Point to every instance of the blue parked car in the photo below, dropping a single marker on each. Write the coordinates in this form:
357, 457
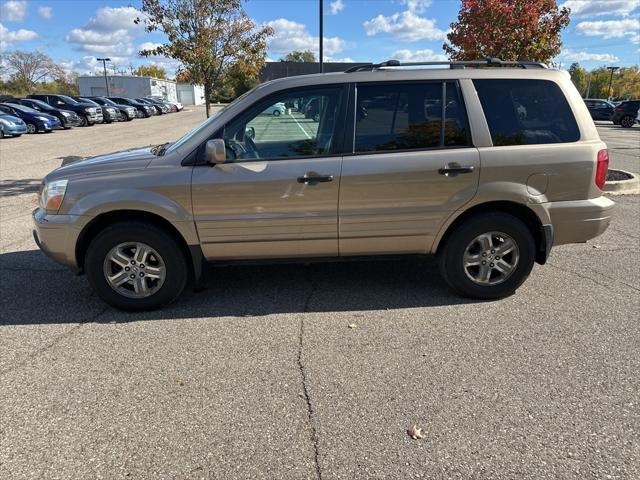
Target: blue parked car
11, 126
36, 121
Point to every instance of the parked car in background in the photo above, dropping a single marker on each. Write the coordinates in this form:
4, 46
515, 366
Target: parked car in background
109, 114
67, 118
276, 110
88, 114
178, 105
143, 111
165, 107
599, 109
36, 121
127, 112
157, 109
625, 113
11, 126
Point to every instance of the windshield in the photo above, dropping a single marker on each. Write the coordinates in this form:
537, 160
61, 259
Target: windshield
22, 108
41, 104
185, 138
67, 99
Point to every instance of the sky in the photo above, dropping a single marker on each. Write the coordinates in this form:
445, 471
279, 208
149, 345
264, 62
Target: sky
_ _ _
▶ [INSTRUCTIONS TO FOLLOW]
A verbatim copy of the entries, stripped of pictures, should be produced.

▶ [SOLUTION TO THIS EXERCISE]
Point to every instance of the blue parked car in the photo below, dropping a single marker on each. Write the coordinates in this form:
357, 457
Target: blue parked car
11, 126
36, 121
Point to every instance of the parked car in background in the photo above, dropping a single marker on each. Write the coordinates in this form:
4, 46
515, 366
Target: parked car in background
109, 114
67, 118
276, 110
88, 114
178, 105
143, 111
165, 107
599, 109
36, 121
127, 112
157, 109
625, 113
11, 126
Point to every instance of the windshield in the photo above, dropping a single marker on each. Write the coordinates in this form:
537, 160
61, 259
Target: windshield
22, 108
41, 104
185, 138
67, 99
Point to every instance of the sky in the photo above, dropping a single marker on each. Write the coordinates in this form:
445, 471
279, 208
149, 345
264, 62
Target: sky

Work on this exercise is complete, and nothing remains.